• TASK DIRECTIONS
Write out exactly, with no other output, the lines below from the one that contains "For each instance of the high-rise" through the end.

• RECORDS TO USE

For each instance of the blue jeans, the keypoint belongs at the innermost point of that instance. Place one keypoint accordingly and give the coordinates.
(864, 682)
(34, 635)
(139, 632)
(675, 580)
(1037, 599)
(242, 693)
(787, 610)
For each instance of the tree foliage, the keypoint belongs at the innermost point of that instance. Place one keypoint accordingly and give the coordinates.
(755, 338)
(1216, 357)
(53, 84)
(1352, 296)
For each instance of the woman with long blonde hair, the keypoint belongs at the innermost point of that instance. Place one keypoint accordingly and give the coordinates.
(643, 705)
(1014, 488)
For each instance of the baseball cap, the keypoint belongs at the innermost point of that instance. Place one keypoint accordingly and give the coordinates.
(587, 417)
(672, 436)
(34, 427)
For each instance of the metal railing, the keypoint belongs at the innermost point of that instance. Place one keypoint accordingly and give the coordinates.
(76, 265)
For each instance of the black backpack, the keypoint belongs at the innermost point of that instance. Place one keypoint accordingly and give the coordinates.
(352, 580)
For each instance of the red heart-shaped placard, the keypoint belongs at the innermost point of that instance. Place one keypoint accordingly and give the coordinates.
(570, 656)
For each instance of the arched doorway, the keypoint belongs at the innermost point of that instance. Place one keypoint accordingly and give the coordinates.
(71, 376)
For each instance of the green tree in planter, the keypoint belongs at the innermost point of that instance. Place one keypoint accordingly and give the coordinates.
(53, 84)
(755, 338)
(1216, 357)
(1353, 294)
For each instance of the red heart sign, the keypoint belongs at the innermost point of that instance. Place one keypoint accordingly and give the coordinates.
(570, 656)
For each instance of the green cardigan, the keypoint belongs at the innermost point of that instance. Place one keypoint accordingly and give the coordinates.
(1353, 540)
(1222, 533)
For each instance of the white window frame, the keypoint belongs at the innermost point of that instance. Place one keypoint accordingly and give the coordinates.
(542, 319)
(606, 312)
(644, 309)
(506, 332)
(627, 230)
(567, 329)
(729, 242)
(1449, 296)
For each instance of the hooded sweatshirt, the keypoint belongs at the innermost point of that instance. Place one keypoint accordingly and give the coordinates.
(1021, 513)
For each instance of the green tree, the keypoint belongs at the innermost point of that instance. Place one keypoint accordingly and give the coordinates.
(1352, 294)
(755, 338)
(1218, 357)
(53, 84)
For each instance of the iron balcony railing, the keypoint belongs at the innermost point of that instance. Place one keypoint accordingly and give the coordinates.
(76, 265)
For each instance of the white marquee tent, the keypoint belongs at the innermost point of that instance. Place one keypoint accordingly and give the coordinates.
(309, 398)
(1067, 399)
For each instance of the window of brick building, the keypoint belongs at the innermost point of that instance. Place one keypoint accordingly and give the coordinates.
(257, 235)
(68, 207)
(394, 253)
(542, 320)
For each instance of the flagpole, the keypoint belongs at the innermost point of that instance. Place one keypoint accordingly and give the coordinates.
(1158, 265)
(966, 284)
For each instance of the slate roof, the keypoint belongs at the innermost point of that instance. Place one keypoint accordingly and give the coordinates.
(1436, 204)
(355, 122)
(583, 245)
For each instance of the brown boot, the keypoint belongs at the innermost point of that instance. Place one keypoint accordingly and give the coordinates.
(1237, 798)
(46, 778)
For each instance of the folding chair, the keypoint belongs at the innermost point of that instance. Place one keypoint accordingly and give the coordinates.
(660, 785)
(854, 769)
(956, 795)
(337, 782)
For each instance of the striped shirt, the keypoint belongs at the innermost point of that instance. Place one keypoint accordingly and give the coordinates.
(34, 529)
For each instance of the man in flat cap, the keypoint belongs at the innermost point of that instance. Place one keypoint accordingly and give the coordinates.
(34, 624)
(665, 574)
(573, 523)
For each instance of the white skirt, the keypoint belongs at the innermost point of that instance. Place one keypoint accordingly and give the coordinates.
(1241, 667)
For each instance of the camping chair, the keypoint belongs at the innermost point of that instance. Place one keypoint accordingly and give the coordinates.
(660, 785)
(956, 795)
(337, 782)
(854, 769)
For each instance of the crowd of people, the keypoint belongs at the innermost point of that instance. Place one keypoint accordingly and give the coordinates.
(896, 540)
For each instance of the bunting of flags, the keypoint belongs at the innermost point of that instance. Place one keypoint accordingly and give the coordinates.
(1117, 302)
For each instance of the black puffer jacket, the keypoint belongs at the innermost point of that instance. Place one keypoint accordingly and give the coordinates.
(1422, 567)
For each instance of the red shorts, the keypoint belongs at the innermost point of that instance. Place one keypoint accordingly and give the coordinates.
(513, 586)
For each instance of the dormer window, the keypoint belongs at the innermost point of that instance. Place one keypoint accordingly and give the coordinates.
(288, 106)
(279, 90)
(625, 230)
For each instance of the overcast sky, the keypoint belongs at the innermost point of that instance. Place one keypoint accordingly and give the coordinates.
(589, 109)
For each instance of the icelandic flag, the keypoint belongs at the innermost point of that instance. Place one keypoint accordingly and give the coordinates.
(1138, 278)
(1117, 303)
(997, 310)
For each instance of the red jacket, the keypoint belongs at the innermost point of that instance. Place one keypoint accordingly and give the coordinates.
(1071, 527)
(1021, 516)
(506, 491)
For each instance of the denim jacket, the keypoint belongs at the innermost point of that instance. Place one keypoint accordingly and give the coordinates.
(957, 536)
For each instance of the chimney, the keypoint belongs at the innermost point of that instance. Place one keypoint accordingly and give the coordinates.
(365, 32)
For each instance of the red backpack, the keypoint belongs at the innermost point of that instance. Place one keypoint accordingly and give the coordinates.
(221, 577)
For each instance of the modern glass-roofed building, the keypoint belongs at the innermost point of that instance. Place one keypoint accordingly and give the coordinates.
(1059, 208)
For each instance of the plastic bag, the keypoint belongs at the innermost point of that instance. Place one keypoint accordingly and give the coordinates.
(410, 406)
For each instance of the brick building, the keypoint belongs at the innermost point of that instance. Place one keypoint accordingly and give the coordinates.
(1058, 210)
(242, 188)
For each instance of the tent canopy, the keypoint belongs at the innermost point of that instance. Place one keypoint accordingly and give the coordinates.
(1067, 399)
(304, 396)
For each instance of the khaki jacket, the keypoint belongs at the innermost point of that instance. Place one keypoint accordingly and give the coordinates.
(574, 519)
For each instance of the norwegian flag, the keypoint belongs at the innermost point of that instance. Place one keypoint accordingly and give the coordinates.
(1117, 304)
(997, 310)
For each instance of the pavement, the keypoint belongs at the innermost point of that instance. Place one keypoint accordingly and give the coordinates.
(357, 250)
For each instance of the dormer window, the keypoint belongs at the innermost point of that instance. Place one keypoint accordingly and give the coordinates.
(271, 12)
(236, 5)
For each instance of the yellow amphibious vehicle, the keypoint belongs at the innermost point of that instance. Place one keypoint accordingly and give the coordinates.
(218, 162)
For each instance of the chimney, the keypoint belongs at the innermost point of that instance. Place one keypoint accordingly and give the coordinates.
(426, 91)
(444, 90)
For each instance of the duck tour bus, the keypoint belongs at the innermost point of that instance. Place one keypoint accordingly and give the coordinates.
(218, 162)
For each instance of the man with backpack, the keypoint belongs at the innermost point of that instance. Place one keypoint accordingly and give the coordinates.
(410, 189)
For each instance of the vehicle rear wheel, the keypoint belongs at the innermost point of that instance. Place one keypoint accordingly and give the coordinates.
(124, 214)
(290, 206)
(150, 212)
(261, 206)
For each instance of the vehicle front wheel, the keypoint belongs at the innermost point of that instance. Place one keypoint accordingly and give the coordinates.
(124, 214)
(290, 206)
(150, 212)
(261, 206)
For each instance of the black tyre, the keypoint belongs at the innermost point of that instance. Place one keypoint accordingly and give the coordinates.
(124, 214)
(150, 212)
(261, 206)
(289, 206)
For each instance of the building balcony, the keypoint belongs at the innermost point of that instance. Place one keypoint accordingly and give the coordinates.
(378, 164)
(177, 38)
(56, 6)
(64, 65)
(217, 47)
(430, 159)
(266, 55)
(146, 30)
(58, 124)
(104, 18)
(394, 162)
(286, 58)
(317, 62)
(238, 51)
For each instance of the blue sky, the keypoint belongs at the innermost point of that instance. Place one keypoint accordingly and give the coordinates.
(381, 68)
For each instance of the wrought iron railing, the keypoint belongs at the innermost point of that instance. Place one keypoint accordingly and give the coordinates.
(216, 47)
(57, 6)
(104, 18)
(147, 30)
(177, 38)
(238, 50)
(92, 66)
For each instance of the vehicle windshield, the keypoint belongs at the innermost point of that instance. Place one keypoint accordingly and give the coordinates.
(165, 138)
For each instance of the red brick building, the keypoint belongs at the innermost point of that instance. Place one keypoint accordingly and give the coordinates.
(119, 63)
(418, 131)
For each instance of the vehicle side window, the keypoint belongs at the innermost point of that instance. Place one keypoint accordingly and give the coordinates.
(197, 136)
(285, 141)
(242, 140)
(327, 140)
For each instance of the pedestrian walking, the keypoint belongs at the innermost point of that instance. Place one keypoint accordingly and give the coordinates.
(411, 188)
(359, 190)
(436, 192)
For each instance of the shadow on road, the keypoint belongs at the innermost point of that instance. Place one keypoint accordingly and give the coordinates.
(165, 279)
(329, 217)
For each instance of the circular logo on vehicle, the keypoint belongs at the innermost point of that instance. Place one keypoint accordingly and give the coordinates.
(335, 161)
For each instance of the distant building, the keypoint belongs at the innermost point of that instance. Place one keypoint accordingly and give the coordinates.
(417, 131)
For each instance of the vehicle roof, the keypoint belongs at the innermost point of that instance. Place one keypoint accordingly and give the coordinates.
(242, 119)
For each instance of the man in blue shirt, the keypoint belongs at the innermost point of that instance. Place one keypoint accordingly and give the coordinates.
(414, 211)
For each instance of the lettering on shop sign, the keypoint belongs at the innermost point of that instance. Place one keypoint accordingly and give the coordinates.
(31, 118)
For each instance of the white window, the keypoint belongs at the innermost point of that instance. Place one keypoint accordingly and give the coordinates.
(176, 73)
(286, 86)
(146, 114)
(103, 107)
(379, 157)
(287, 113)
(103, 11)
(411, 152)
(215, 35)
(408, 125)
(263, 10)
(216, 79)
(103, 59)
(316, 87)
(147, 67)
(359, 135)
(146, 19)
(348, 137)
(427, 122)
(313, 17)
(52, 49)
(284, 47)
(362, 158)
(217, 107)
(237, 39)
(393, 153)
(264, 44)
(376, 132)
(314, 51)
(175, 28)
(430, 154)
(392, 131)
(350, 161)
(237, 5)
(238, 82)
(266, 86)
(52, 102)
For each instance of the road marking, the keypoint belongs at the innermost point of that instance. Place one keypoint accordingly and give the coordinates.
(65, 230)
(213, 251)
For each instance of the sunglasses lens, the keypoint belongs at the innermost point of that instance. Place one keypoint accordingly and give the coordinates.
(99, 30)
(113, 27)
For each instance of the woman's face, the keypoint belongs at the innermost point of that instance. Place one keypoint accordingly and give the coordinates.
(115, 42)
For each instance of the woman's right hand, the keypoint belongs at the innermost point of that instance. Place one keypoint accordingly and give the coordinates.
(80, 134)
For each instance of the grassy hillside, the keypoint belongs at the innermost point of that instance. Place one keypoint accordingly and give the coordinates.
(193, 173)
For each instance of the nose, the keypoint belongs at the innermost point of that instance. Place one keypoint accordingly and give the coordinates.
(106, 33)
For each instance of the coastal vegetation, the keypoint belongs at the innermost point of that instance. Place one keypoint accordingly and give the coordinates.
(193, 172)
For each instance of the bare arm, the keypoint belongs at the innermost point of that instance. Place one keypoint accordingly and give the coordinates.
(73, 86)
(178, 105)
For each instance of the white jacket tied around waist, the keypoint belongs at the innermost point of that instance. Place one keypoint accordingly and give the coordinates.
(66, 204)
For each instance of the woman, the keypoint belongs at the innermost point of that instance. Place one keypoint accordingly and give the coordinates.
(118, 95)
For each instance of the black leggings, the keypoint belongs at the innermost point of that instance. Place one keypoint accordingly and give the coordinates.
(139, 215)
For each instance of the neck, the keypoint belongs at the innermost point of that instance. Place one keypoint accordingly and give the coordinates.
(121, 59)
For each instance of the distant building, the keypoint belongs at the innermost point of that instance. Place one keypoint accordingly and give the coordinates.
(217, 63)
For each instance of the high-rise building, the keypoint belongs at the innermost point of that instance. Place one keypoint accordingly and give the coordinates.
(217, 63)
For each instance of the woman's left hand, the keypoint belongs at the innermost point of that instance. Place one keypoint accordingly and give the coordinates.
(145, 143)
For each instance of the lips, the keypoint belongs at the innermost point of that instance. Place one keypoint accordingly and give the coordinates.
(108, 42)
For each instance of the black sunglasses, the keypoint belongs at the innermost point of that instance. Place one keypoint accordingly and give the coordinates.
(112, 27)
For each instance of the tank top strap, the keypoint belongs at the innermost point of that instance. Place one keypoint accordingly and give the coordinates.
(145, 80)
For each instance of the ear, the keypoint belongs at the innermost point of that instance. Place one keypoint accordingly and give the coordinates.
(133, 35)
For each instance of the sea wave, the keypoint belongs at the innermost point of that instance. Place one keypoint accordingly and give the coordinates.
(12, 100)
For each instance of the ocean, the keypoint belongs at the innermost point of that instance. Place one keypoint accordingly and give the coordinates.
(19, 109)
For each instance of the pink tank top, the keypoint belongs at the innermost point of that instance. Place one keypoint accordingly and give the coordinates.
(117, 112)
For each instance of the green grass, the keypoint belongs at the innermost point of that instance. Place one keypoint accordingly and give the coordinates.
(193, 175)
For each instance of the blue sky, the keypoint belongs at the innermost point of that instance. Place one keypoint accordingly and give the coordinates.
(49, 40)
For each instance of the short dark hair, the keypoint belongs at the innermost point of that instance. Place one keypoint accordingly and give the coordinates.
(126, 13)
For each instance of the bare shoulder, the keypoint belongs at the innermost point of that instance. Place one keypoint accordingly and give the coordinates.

• TASK ANSWER
For each instance of the high-rise building, the keypoint belongs at the innermost point of that instance. Place one keypoint accordingly and give the coordinates.
(217, 63)
For each instance of the woman's left hand, the keypoint belongs at the innermost point of that instance. Place one keypoint accordingly and give the coordinates.
(145, 143)
For each instance of the lips, the keypoint belongs at the innermost point of that instance. Place one keypoint accordingly and give the coordinates.
(108, 42)
For each instance of the black sunglasses, the keypoint belongs at the innermost point of that instance. Place one keypoint accordingly and give the coordinates.
(112, 27)
For each instance of the tank top strap, the keypoint belongs at the innermost point of that instance. Place one keypoint accordingly and give the coordinates.
(145, 80)
For each instance of the ear, the keypoint belongs at the innermost point of that instance. Place one keypoint accordingly and give the coordinates.
(133, 35)
For each instance of the sea wave, the keypoint belongs at the innermost point of that instance. Place one keypoint accordingly and give the coordinates.
(12, 100)
For each instance of the ocean, the keypoint belongs at the innermost point of that instance. Place one keypoint accordingly and give the coordinates.
(19, 109)
For each instance of the pink tank top, the keypoint belongs at the innermost point of that instance. Place one keypoint accordingly and give the coordinates.
(117, 112)
For each instance of the green grass, the keypoint belongs at the innermost point of that instance. Place one keypoint accordingly and give the coordinates.
(193, 175)
For each instance of the blue sky, the keypoint belongs at the innermost point of that instance. Place one keypoint accordingly and give the coordinates.
(49, 40)
For each instance of the short dark hair, the keypoint belongs at the innermost point of that instance. Place one keypoint accordingly and give the coordinates.
(126, 13)
For each instance of the bare shoulder, the keypoint belongs at the innermost point of that instance. Place one keypoint accordingly and give the coordinates.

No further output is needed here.